» **BEREITGESTELLTES MATERIAL**:
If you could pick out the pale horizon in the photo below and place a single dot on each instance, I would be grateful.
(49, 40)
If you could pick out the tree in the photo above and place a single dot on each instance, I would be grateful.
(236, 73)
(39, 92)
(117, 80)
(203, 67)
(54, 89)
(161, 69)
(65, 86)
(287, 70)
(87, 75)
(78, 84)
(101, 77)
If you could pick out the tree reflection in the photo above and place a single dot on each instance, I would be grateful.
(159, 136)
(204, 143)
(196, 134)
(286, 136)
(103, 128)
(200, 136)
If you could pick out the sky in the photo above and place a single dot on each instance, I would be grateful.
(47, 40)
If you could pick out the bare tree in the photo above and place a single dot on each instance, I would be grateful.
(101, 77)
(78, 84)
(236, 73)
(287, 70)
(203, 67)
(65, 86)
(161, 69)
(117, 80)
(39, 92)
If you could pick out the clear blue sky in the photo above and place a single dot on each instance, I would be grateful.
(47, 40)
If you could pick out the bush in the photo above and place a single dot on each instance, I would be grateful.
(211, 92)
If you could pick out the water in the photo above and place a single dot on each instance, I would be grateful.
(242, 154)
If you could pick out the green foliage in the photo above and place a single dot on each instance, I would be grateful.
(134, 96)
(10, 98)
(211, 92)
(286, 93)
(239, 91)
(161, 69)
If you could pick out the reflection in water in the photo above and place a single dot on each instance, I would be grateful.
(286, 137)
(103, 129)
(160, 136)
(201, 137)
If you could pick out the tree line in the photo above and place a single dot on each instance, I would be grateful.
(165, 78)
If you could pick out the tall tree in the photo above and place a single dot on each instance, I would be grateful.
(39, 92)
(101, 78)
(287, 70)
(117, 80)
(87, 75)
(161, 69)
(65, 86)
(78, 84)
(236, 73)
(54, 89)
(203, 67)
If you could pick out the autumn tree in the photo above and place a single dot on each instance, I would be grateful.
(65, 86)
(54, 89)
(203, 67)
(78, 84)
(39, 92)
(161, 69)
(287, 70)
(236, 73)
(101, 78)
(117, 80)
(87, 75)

» **ZU ERLEDIGENDE AUFGABE**:
Ändere in den Zeilen von der Zeile mit „If you could pick out the autumn“ bis zum Ende des Materials „autumn tree“ in „maple tree“ und gib nur diese Zeilen sonst unverändert wieder.

» **VOLLSTÄNDIGE ANTWORT**:
If you could pick out the maple tree in the photo above and place a single dot on each instance, I would be grateful.
(65, 86)
(54, 89)
(203, 67)
(78, 84)
(39, 92)
(161, 69)
(287, 70)
(236, 73)
(101, 78)
(117, 80)
(87, 75)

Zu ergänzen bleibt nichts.